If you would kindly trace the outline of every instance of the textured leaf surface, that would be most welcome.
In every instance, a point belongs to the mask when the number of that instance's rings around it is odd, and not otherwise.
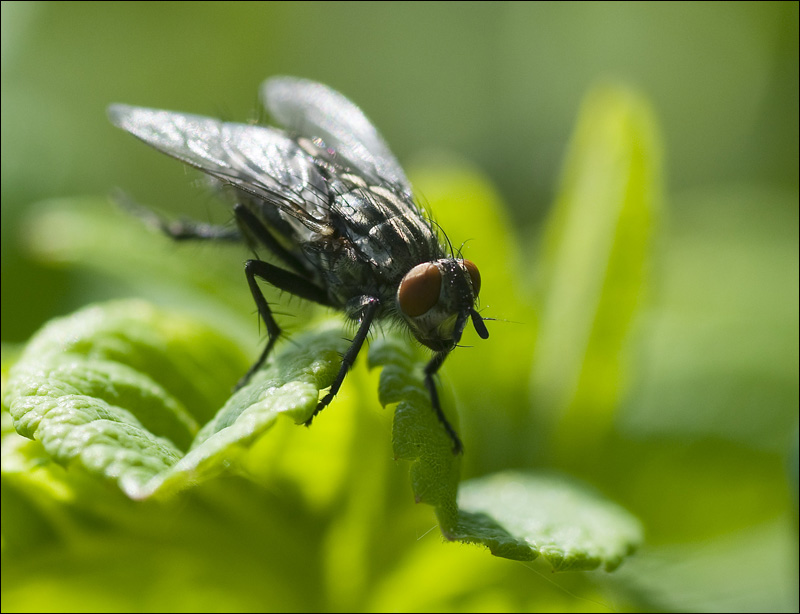
[[[338,327],[298,336],[214,413],[188,391],[227,389],[245,368],[238,350],[148,303],[109,303],[38,333],[11,370],[4,403],[50,458],[146,499],[235,464],[282,414],[305,421],[347,343]],[[457,504],[462,457],[431,408],[424,361],[396,339],[373,343],[370,361],[383,365],[381,402],[397,404],[395,457],[411,461],[414,496],[434,507],[447,539],[515,560],[541,553],[556,570],[610,570],[638,543],[624,511],[558,478],[490,476],[464,485]]]
[[[435,507],[447,539],[483,545],[514,560],[542,554],[556,571],[599,566],[611,571],[641,542],[635,518],[567,478],[501,473],[463,483],[459,490],[461,457],[453,455],[431,408],[423,363],[392,340],[374,343],[370,362],[384,365],[381,402],[398,403],[395,456],[411,461],[416,500]]]
[[[109,303],[42,329],[12,368],[4,403],[54,460],[141,499],[219,472],[281,414],[304,421],[339,346],[331,333],[298,340],[206,422],[246,369],[239,350],[147,303]]]
[[[473,517],[493,518],[506,532],[495,538],[503,552],[511,543],[525,543],[533,554],[529,558],[541,554],[555,571],[600,566],[612,571],[642,540],[638,520],[563,476],[498,473],[463,483],[458,502]]]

» Assignment:
From the line containing "In every instance, a" to the end of the data above, give those lines again verbatim, with both endpoints included and no images.

» Output:
In every instance, a point belongs to the mask when the number of that instance's rings around it is odd, and not otherwise.
[[[338,327],[298,336],[214,413],[188,391],[227,389],[245,368],[238,350],[148,303],[109,303],[38,333],[11,370],[4,403],[50,458],[146,499],[235,464],[282,414],[305,421],[347,343]],[[457,504],[462,457],[431,408],[424,361],[396,339],[373,343],[370,361],[383,365],[381,402],[397,404],[395,457],[411,461],[414,496],[434,507],[447,539],[515,560],[541,553],[556,570],[610,570],[638,543],[624,511],[558,478],[490,476],[464,485]]]
[[[435,507],[447,539],[483,545],[514,560],[542,554],[556,571],[599,566],[611,571],[641,542],[635,518],[567,478],[501,473],[463,483],[459,490],[461,457],[453,455],[431,408],[423,363],[392,340],[374,343],[370,362],[384,365],[381,402],[398,403],[395,456],[411,461],[416,500]]]
[[[109,303],[42,329],[12,368],[4,403],[54,460],[141,499],[219,472],[281,414],[304,421],[339,346],[331,333],[298,340],[206,422],[246,369],[239,350],[147,303]]]
[[[473,517],[493,518],[506,532],[495,538],[503,552],[511,543],[525,543],[533,554],[529,558],[541,554],[555,571],[600,566],[612,571],[642,540],[638,520],[563,476],[498,473],[463,483],[458,502]]]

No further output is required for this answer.